_Teks_
——
Toleransi
Ada sebuah
cerita tentang anak saya yang bersekolah di negeri orang, umurnya saat itu
barulah 15 tahun. Berbagai pertanyaan dari sahabat dan kolega mengarah ke saya
soal kenapa anak sekecil itu dibiarkan bersekolah jauh dari orang tua. Sulit
memang menjawabnya, terlebih dia anak tunggal, akan tetapi nawaitu untuk
memberikan yang terbaik bagi dirinya melandasi hal itu, lalu didasari pula oleh
kenyataan bahwa ibadahnya jauh lebih baik dari saya pada saat usia yang sama.
Bersekolah
di negeri orang ternyata membuat kita sebagai orang tua harus berfikir extra,
awalnya kita survey ke sebuah dormitory dalam rangka mencari tempat tinggal,
setelah melihat bahwa dari 600 warganya hanya dia sendiri yang muslim, kami
mundur. Setelah mendapat sekolah dan homestay ada lagi masalah, dimana dia akan
sholat dan bagaimana dengan sholat jumat? Kedua hal ini sudah menjadi
pertanyaan anak saya sejak awal.
——
_Data Ekstraksi_
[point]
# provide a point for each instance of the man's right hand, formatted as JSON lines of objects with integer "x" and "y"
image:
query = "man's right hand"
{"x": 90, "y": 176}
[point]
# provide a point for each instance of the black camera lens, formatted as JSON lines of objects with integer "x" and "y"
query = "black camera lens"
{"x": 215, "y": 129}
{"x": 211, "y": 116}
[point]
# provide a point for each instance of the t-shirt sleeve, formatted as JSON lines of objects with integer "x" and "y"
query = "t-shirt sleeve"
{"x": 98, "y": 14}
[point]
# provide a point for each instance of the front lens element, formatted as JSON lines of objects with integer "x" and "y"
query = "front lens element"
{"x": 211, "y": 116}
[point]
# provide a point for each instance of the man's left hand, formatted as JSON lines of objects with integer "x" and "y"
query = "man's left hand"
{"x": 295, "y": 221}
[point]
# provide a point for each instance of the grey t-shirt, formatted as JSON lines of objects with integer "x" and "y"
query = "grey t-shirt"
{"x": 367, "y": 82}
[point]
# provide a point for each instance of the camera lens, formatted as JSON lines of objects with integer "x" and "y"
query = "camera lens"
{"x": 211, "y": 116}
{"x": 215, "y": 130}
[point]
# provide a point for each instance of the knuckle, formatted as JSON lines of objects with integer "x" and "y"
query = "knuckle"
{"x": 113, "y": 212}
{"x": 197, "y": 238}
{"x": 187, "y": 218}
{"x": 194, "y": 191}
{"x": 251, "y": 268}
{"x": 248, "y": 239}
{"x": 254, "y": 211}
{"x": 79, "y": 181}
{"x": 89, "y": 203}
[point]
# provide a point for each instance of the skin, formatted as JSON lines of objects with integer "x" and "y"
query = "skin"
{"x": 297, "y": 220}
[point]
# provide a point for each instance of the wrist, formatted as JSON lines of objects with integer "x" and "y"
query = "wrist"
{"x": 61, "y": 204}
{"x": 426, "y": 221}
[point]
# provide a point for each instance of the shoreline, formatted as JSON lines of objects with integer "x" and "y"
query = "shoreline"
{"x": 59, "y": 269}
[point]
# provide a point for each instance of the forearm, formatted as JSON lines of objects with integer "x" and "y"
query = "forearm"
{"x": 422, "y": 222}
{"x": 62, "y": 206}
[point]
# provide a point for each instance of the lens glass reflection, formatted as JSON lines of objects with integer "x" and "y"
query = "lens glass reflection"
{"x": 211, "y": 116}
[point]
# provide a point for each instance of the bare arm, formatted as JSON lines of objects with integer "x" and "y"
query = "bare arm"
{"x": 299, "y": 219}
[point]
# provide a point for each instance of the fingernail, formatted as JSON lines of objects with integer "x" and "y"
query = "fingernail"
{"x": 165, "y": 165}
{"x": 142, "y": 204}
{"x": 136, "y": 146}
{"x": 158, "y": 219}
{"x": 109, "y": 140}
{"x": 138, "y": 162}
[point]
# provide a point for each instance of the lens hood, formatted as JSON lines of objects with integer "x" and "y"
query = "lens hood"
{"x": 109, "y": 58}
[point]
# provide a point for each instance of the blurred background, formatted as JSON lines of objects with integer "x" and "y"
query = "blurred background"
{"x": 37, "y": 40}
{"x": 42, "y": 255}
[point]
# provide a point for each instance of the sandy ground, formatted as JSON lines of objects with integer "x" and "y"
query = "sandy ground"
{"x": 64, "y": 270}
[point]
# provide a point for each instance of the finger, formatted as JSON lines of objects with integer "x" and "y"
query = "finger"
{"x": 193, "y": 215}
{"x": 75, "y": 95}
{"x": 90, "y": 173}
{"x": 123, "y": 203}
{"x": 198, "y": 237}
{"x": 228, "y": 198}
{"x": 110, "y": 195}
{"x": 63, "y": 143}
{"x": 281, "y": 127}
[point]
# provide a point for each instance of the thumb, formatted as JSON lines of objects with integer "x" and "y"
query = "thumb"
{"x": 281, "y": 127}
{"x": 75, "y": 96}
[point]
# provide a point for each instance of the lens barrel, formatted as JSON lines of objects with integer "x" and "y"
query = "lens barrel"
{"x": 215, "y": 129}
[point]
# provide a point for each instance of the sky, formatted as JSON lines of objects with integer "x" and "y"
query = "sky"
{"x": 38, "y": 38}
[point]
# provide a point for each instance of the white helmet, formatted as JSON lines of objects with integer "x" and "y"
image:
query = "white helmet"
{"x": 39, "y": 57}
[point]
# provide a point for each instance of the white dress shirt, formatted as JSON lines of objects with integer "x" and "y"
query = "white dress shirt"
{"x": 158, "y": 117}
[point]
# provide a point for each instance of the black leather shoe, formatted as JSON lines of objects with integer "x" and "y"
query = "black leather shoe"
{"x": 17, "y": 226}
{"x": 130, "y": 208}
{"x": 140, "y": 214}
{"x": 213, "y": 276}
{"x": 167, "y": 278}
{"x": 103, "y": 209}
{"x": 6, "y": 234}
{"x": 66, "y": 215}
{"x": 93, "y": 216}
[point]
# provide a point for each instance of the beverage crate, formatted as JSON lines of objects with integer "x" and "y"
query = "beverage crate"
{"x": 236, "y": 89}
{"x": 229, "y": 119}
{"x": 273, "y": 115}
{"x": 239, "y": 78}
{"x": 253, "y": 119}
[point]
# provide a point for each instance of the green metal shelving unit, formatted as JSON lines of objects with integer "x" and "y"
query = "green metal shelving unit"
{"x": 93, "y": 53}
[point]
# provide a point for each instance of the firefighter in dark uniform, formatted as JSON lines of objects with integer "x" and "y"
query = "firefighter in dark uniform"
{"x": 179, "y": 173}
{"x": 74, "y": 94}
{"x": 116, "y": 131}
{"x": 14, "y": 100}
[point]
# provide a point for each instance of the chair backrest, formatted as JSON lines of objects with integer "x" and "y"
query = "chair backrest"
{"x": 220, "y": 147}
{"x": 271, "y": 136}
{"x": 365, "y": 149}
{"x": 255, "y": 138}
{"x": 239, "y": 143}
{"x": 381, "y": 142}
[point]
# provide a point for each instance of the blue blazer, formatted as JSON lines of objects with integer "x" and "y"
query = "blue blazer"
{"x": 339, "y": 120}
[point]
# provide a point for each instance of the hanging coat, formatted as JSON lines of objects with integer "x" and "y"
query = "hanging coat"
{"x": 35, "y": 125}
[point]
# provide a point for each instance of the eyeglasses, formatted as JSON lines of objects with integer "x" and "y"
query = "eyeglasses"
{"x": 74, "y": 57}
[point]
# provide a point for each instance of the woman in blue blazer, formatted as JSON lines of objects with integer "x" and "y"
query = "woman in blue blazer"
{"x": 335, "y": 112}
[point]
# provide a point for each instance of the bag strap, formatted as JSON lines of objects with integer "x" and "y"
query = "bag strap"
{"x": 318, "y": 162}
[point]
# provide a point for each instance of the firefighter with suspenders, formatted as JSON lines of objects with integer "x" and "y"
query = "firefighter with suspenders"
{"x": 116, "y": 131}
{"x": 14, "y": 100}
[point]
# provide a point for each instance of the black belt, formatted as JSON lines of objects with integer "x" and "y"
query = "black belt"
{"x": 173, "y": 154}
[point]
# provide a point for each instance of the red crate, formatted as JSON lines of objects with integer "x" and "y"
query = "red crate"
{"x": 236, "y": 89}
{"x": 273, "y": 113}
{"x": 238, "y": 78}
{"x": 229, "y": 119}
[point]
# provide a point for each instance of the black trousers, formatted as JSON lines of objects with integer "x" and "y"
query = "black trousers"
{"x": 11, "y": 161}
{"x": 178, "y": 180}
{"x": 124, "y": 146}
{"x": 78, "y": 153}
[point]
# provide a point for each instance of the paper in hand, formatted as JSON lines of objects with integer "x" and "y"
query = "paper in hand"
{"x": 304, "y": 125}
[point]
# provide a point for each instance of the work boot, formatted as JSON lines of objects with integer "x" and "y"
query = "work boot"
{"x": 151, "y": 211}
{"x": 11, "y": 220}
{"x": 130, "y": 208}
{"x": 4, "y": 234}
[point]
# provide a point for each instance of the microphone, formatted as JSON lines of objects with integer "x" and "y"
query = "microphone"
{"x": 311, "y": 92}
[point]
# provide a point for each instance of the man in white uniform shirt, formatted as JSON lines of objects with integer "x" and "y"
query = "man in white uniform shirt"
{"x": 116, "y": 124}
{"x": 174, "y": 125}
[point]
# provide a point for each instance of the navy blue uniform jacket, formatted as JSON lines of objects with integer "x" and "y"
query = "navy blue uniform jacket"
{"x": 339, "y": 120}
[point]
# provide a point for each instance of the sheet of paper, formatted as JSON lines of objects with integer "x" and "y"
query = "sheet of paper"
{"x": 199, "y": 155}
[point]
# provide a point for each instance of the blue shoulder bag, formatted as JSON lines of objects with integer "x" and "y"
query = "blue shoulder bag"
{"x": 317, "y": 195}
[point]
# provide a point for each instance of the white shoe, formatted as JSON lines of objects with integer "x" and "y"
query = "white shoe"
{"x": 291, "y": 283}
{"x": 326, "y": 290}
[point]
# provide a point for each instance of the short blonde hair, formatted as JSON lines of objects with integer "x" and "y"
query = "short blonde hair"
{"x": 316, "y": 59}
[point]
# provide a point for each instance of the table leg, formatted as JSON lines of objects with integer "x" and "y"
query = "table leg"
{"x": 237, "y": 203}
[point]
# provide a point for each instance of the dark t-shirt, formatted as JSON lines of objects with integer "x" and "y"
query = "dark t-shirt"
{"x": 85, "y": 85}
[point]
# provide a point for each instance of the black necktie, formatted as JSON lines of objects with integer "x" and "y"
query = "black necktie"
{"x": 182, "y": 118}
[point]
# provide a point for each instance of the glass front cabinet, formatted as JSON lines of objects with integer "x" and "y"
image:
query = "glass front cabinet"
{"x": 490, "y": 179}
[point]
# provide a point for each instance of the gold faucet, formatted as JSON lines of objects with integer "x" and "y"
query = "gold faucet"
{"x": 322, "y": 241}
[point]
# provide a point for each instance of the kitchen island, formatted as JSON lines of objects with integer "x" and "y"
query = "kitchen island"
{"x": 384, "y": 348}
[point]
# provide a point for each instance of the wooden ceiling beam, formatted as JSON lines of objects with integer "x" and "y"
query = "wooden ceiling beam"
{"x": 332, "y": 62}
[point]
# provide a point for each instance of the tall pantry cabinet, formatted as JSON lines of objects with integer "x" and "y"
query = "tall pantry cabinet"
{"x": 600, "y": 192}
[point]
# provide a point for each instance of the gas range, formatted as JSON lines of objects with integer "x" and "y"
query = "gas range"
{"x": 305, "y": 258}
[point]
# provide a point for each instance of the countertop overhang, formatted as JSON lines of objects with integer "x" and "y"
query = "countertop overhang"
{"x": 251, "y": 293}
——
_Yang Dikerjakan_
Tolong jawab pertanyaan berikut berdasarkan teks tentang toleransi.
(a) Berapa umur anak itu saat bersekolah di negeri orang?
(b) Berapa jumlah warga dormitory yang disurvei, dan berapa di antaranya yang muslim?
(c) Apa dua hal yang sudah ditanyakan anak itu sejak awal?

_Hasil_
(a) 15 tahun.
(b) Warganya 600 orang, dan hanya anak itu sendiri yang muslim.
(c) Di mana dia akan sholat dan bagaimana dengan sholat Jumat.